Problem requirements: Locate every line in the material below that contains the word "white", and copy each of those lines in full. Match case exactly.
** begin **
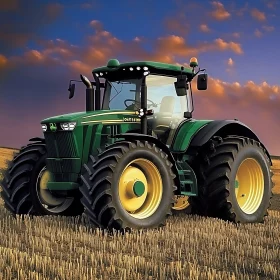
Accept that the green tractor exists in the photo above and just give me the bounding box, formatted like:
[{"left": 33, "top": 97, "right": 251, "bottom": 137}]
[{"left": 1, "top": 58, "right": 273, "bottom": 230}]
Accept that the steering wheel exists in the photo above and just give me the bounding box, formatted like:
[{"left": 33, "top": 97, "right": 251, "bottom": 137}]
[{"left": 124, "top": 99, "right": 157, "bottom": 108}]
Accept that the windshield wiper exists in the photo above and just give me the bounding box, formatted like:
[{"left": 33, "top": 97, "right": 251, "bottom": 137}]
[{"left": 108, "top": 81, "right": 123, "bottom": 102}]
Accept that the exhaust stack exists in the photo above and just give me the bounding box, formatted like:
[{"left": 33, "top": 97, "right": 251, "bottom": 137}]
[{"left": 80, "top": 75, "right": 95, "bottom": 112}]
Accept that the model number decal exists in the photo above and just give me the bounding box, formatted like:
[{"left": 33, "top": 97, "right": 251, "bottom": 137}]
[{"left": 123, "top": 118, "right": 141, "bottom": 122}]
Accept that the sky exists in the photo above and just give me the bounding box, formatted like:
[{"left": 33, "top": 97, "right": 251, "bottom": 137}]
** end **
** begin **
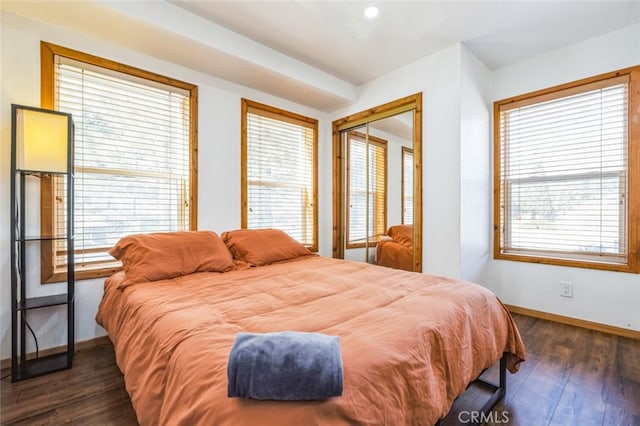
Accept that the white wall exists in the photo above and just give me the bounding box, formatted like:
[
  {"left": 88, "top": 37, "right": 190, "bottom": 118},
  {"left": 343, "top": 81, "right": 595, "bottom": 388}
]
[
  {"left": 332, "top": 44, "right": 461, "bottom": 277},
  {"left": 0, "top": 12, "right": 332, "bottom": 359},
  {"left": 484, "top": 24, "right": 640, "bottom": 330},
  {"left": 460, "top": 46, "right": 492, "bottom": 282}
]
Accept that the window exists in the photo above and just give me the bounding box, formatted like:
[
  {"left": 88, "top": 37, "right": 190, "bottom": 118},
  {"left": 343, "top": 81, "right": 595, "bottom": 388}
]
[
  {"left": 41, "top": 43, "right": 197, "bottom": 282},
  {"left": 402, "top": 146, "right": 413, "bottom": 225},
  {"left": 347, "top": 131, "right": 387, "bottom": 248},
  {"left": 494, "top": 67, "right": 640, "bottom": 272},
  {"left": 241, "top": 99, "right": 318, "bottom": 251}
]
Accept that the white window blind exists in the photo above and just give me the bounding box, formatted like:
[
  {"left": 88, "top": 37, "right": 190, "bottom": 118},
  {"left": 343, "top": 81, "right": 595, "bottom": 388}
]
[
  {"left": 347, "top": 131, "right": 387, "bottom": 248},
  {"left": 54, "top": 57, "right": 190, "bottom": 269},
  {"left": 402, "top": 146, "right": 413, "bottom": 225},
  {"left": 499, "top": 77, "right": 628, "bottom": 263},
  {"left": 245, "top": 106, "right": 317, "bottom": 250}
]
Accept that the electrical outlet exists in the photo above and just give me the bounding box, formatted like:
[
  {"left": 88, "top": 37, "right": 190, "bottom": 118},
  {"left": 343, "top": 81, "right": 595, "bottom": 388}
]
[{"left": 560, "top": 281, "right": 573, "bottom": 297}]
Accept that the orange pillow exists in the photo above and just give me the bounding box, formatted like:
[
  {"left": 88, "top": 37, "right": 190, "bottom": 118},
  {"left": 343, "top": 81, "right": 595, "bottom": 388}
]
** end **
Exercise output:
Accept that the white wall exists in the photo above and just give me the bounding box, formatted like:
Accept that the white window blind exists in the photo above and just give me the bounding box, formatted like:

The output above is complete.